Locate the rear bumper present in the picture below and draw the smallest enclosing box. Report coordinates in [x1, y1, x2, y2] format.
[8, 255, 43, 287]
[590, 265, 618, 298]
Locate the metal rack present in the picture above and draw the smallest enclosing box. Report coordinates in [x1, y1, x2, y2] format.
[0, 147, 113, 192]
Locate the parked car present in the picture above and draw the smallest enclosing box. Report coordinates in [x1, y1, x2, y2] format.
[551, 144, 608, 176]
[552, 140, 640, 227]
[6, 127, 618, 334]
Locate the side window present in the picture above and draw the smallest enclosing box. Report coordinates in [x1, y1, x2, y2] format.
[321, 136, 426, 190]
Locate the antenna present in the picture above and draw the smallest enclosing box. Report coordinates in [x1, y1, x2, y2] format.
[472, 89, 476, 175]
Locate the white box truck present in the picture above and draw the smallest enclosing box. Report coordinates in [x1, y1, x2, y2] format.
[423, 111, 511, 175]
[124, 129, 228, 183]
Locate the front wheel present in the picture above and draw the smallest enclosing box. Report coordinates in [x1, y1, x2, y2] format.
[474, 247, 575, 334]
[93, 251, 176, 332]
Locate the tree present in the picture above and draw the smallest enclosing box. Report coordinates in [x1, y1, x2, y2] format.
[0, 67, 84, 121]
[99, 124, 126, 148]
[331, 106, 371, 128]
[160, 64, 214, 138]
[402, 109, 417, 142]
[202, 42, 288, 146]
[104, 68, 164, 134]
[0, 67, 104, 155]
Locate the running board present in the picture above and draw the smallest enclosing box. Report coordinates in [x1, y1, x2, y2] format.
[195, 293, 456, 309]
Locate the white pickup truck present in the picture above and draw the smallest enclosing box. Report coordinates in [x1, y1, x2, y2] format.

■ **TASK REQUIREMENTS**
Without dropping a single line, output the records above exactly.

■ **YOUR SOLUTION**
Locate the rear bumper present in the picture below and draw the smallest enclosing box. Report coordinates in [x1, y1, x2, y2] format.
[8, 255, 43, 287]
[590, 265, 618, 298]
Locate the metal rack present in the picture above and draw the smallest enclosing box. Report coordinates in [x1, y1, x2, y2] format.
[0, 147, 113, 192]
Locate the parked car present in the picture above and draw the smallest enclosing box. Report coordinates in [x1, y1, x2, y2] format.
[551, 144, 608, 176]
[552, 140, 640, 227]
[6, 127, 618, 334]
Locate the side window present in the picture above and draw the smallest enclosing box. Report coordinates in [x1, y1, x2, y2] format.
[321, 136, 426, 190]
Locate the antenna present in the picture above and draw the smallest enclosing box. Report coordinates in [x1, y1, x2, y2] format.
[472, 89, 476, 175]
Locate the white box truck present in the picture above and draw the smallest enclosing box. Report coordinates in [x1, y1, x2, y2] format.
[423, 111, 511, 175]
[124, 129, 228, 183]
Locate the front wheel present in the picture above and draw the smallest enclosing box. Report coordinates in [x1, y1, x2, y2] format.
[474, 247, 575, 334]
[93, 251, 176, 332]
Locate the tree present in the picture above and draw the smallest enclosing box. Report coordinates in [x1, y1, x2, y2] format.
[0, 67, 84, 121]
[99, 124, 126, 148]
[331, 106, 371, 128]
[160, 64, 214, 138]
[402, 109, 417, 142]
[202, 42, 288, 146]
[104, 68, 164, 134]
[0, 67, 104, 155]
Locate the running board present in the picture above and draw the smallest enclosing box. Report coordinates in [x1, y1, x2, y2] format.
[195, 293, 456, 309]
Locate the white pickup truck present in the picture above and draw the smallest enclosing box. Report coordinates in [x1, y1, x2, y2] format.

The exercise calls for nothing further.